====== Extracted data ======

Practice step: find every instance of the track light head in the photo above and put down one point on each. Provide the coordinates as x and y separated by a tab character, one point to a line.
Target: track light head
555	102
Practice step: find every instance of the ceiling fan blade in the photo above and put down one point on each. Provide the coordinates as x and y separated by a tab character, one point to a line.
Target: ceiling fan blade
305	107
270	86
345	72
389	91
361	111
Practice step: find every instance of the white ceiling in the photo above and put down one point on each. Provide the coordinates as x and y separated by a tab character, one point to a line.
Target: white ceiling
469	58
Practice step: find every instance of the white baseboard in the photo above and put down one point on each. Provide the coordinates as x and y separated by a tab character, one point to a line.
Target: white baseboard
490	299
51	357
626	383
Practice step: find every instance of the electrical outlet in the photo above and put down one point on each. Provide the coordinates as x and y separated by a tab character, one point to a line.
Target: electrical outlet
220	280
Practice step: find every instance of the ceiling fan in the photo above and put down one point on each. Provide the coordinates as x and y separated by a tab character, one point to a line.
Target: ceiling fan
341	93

======
====== Extracted data ======

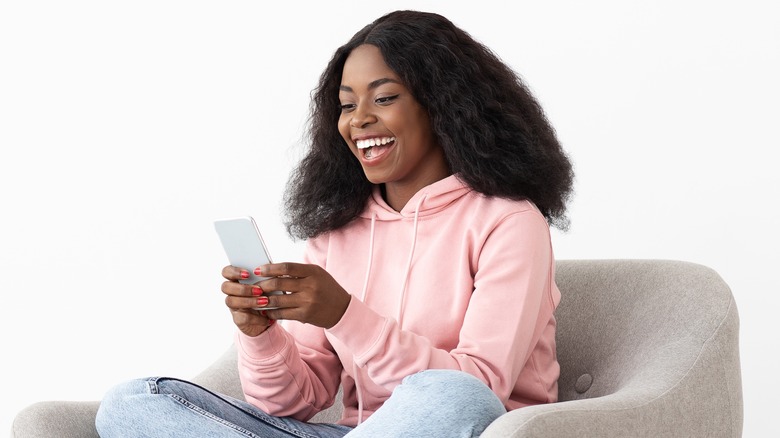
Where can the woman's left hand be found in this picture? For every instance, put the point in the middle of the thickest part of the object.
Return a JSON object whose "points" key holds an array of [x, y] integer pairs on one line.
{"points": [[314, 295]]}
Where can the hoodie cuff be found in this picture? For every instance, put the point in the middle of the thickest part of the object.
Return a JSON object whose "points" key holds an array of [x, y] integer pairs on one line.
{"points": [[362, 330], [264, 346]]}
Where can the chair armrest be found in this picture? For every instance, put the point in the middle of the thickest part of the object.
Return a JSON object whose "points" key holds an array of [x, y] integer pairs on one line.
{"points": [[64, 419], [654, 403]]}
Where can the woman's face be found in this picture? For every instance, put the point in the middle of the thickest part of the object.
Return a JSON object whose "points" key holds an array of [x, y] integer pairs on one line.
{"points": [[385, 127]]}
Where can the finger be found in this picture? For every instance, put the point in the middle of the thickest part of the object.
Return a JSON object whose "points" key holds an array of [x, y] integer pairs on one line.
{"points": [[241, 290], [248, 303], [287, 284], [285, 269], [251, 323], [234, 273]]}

======

Task prompt -> Filter the entries down to the lines with the word "picture" in them, and copy those lines.

Answer to this exercise ->
Where can the woman's left hand be found in this picture? For every instance, put the point in the middle of the thickest part of the object.
Where can the hoodie cuff be found in this picture? For every instance, put the point in the middle of the thickest part of the object.
Where can the chair armrest be found in this picture? For every instance, put the point in the middle of the thickest part of the object.
Where can the woman's face be found in this picture? For every instance, put the point in the middle of the thickest part of the object.
Where can the finger be found in this picture? For every instance, put the point in the middle of the thickest part of the object.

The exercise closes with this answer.